(Items from a dataset)
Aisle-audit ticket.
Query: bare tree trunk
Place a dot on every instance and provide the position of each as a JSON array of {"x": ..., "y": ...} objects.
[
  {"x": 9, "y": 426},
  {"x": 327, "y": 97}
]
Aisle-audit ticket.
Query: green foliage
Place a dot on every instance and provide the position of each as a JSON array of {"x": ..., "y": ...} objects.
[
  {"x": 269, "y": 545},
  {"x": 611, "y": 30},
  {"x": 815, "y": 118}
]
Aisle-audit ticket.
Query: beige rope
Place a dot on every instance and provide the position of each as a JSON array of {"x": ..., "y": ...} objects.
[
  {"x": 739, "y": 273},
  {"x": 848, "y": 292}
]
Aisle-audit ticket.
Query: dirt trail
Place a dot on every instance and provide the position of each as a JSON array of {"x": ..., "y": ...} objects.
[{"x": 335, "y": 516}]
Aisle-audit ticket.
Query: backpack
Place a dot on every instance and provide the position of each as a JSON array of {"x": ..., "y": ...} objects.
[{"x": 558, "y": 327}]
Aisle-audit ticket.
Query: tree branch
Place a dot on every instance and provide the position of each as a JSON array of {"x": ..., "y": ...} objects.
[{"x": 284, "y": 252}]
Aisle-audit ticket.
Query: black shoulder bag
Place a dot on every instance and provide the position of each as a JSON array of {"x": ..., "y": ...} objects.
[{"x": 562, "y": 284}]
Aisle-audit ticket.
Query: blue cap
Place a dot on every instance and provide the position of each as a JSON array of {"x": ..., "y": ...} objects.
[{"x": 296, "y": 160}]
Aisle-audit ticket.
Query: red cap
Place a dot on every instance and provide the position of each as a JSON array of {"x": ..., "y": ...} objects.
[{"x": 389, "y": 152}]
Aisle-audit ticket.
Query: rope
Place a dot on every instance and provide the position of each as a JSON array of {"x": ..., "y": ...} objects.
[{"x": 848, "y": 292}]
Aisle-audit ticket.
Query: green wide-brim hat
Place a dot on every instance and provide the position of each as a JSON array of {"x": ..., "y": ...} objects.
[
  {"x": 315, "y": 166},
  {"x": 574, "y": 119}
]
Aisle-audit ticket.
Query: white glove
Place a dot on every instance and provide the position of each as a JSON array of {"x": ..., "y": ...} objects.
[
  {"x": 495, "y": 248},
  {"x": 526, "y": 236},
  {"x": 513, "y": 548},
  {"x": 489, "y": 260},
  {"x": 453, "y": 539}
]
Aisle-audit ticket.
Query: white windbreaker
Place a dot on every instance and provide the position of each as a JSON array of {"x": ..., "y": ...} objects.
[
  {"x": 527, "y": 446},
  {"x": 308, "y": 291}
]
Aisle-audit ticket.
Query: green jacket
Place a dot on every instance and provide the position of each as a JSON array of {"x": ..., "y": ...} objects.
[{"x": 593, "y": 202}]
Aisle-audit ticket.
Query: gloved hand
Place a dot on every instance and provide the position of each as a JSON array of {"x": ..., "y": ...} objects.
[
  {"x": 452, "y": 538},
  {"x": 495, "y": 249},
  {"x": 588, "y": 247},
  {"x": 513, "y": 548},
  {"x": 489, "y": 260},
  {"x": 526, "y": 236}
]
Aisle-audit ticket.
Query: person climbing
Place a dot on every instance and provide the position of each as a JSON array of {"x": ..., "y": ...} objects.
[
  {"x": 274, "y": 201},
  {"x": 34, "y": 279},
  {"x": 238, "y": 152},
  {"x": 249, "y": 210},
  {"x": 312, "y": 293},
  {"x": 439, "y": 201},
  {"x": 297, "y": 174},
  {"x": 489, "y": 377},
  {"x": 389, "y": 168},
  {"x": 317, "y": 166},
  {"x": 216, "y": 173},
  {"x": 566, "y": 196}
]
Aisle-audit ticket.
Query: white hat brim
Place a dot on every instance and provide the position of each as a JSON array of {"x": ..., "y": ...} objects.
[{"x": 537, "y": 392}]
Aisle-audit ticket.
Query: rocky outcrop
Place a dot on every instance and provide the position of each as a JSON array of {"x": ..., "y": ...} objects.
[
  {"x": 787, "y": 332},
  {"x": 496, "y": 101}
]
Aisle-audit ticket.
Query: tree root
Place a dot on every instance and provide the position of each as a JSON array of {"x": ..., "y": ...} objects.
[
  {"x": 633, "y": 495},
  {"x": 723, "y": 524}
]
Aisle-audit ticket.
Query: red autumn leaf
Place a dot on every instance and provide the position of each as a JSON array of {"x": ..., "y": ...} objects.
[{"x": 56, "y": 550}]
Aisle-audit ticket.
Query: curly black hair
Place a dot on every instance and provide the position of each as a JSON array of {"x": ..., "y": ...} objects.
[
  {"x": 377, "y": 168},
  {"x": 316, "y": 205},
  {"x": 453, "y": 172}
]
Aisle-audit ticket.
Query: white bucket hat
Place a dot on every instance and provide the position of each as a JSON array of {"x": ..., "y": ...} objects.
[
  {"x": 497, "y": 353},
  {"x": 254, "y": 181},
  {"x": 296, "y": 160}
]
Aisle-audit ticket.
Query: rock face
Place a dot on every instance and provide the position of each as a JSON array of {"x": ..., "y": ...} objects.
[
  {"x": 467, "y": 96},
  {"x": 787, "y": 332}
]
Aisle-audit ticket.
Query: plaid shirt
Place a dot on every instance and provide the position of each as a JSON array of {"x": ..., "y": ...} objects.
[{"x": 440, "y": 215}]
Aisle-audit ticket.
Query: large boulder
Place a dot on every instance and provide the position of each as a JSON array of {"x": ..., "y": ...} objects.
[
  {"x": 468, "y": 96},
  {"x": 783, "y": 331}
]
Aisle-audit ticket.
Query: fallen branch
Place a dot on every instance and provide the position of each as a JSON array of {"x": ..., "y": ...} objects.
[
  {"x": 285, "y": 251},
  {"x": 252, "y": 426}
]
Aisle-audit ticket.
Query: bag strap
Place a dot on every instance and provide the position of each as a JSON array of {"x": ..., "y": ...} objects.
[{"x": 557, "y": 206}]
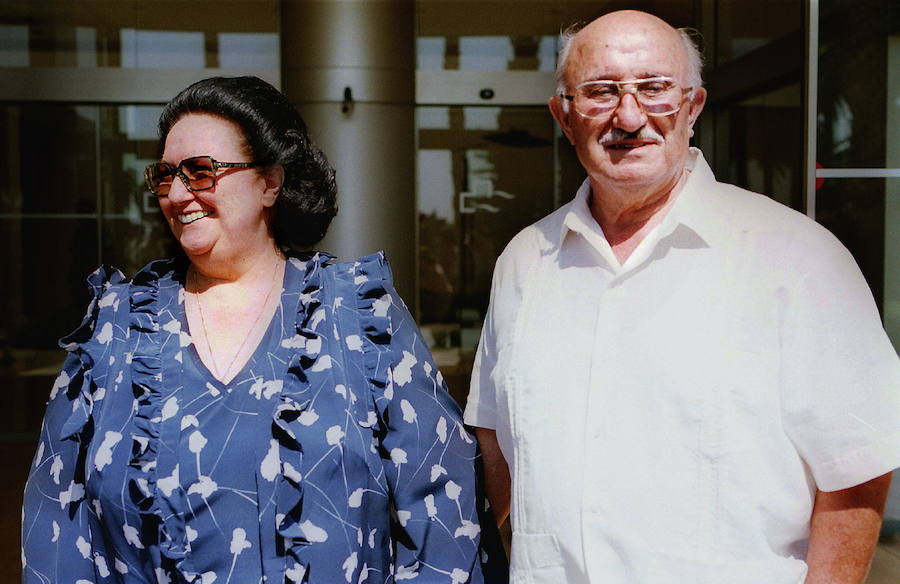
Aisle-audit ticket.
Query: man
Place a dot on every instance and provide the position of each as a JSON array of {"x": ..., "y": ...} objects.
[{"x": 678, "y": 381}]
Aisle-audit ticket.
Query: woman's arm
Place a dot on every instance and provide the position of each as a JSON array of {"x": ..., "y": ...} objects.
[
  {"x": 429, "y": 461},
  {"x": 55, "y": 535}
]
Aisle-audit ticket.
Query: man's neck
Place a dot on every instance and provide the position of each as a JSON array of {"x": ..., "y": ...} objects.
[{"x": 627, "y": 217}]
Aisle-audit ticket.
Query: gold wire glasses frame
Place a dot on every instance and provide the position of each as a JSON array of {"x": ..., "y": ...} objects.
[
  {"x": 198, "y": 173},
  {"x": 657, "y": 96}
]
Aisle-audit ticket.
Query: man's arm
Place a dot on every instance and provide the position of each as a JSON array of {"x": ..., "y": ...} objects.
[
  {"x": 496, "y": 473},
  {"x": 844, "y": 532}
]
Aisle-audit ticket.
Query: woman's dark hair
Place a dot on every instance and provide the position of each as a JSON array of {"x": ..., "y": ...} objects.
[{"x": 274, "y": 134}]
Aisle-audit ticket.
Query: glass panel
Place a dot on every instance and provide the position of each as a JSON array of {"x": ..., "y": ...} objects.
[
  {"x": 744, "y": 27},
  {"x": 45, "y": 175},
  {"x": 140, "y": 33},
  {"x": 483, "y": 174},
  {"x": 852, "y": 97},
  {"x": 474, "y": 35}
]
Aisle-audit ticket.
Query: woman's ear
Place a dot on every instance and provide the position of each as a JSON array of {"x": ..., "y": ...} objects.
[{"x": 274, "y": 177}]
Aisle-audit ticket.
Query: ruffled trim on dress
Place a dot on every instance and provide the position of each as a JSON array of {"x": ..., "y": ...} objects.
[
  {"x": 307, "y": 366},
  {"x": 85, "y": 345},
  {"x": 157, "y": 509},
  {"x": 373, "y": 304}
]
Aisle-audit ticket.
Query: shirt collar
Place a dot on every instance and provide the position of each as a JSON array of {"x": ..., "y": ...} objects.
==
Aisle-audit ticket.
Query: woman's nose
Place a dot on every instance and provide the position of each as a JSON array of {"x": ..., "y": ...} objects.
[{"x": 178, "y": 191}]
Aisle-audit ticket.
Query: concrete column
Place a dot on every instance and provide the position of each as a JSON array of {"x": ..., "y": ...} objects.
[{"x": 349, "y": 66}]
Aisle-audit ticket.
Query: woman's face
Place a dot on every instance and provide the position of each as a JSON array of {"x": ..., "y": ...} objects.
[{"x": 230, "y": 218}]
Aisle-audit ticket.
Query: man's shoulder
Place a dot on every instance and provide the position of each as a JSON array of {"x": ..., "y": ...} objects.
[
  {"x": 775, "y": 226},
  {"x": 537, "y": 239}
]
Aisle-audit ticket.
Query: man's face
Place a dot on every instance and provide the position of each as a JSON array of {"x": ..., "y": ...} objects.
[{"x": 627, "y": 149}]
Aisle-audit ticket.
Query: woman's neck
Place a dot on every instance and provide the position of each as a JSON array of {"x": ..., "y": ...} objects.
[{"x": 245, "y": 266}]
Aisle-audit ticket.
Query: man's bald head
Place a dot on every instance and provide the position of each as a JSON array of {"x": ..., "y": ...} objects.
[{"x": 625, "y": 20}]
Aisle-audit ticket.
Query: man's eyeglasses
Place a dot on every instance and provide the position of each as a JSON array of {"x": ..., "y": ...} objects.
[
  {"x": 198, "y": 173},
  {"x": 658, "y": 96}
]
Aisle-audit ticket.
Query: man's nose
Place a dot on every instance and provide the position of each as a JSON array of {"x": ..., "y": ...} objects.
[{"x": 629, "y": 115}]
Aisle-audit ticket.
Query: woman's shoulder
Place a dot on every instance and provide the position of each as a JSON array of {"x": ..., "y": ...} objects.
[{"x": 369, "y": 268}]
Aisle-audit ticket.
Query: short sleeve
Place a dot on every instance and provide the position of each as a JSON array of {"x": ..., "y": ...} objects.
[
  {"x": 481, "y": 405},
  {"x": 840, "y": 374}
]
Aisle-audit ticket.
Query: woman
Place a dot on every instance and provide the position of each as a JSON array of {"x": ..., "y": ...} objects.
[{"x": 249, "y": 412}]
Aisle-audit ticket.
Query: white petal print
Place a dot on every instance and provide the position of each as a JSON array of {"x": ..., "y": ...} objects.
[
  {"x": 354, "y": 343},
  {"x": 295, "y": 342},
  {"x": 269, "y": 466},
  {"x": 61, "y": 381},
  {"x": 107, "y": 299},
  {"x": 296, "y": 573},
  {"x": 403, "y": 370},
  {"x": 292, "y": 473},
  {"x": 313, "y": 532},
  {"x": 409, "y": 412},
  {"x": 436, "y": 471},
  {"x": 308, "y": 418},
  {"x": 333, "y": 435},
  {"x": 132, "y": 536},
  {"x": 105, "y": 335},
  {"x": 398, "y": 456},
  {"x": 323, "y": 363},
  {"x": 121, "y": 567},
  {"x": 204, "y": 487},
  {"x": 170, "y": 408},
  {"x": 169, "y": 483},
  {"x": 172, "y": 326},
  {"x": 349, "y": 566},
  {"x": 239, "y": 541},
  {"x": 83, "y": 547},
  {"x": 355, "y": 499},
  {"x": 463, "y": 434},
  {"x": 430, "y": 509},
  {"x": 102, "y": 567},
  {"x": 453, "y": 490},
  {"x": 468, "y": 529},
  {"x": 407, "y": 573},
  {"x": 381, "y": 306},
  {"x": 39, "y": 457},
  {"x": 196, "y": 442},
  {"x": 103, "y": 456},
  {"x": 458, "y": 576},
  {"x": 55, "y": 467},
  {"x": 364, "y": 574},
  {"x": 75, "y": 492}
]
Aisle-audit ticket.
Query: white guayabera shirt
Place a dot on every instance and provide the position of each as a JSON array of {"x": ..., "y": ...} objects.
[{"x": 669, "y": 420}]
==
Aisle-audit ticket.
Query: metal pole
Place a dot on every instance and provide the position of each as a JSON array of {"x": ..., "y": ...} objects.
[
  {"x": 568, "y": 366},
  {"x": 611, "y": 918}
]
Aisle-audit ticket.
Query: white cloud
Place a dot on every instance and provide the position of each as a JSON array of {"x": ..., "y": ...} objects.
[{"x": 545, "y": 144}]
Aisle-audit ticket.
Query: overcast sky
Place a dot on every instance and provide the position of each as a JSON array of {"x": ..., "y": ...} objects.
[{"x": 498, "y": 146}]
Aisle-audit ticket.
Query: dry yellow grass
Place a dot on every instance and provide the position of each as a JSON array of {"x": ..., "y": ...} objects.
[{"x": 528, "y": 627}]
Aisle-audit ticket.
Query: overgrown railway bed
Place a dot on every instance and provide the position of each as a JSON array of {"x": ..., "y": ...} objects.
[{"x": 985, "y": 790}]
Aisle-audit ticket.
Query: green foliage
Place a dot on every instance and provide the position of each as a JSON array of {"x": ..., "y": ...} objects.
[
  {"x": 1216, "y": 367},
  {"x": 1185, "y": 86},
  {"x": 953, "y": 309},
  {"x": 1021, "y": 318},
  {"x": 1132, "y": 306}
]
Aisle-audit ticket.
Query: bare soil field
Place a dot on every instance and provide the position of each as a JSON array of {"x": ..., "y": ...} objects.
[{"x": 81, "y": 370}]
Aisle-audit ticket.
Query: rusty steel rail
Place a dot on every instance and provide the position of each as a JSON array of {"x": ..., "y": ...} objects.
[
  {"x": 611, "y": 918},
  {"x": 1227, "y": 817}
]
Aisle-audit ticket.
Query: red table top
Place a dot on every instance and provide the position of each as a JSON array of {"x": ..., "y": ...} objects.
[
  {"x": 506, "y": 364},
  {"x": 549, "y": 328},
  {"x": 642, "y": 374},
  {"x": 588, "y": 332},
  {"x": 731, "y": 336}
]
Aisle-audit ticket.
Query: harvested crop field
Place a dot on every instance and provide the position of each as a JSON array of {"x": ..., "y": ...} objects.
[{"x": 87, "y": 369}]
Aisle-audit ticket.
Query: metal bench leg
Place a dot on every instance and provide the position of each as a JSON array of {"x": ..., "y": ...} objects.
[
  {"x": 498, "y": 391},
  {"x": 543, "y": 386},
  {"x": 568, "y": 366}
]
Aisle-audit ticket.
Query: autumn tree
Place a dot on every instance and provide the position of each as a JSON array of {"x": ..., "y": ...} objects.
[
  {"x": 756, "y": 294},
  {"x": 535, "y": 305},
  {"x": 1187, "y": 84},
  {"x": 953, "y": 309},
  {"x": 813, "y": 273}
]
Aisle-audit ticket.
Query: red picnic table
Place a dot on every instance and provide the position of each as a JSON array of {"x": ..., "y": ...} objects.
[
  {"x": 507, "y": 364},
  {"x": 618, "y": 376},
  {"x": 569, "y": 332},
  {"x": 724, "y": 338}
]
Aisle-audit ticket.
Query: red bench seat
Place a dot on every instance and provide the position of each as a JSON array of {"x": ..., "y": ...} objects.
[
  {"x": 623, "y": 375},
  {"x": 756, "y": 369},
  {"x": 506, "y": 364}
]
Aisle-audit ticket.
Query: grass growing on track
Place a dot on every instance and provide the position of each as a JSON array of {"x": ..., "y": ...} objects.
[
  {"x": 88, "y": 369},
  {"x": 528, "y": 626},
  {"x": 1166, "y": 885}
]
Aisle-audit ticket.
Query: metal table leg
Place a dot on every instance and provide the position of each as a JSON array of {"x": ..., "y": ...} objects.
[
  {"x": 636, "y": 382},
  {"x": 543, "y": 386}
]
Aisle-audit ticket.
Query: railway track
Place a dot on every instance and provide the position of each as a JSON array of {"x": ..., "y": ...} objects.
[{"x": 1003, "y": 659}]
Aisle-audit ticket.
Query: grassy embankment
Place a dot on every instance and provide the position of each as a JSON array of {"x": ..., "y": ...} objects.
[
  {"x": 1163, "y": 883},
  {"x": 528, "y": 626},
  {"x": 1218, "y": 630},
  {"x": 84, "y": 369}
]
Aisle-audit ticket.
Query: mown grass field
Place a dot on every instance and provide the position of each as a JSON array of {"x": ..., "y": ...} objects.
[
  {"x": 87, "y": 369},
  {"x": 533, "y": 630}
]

#### [TASK PROMPT]
Report every line of the listing above that contains the word "hair", matching case exactly.

#### [FULL OUTPUT]
Query: curly black hair
Query: woman's dark hair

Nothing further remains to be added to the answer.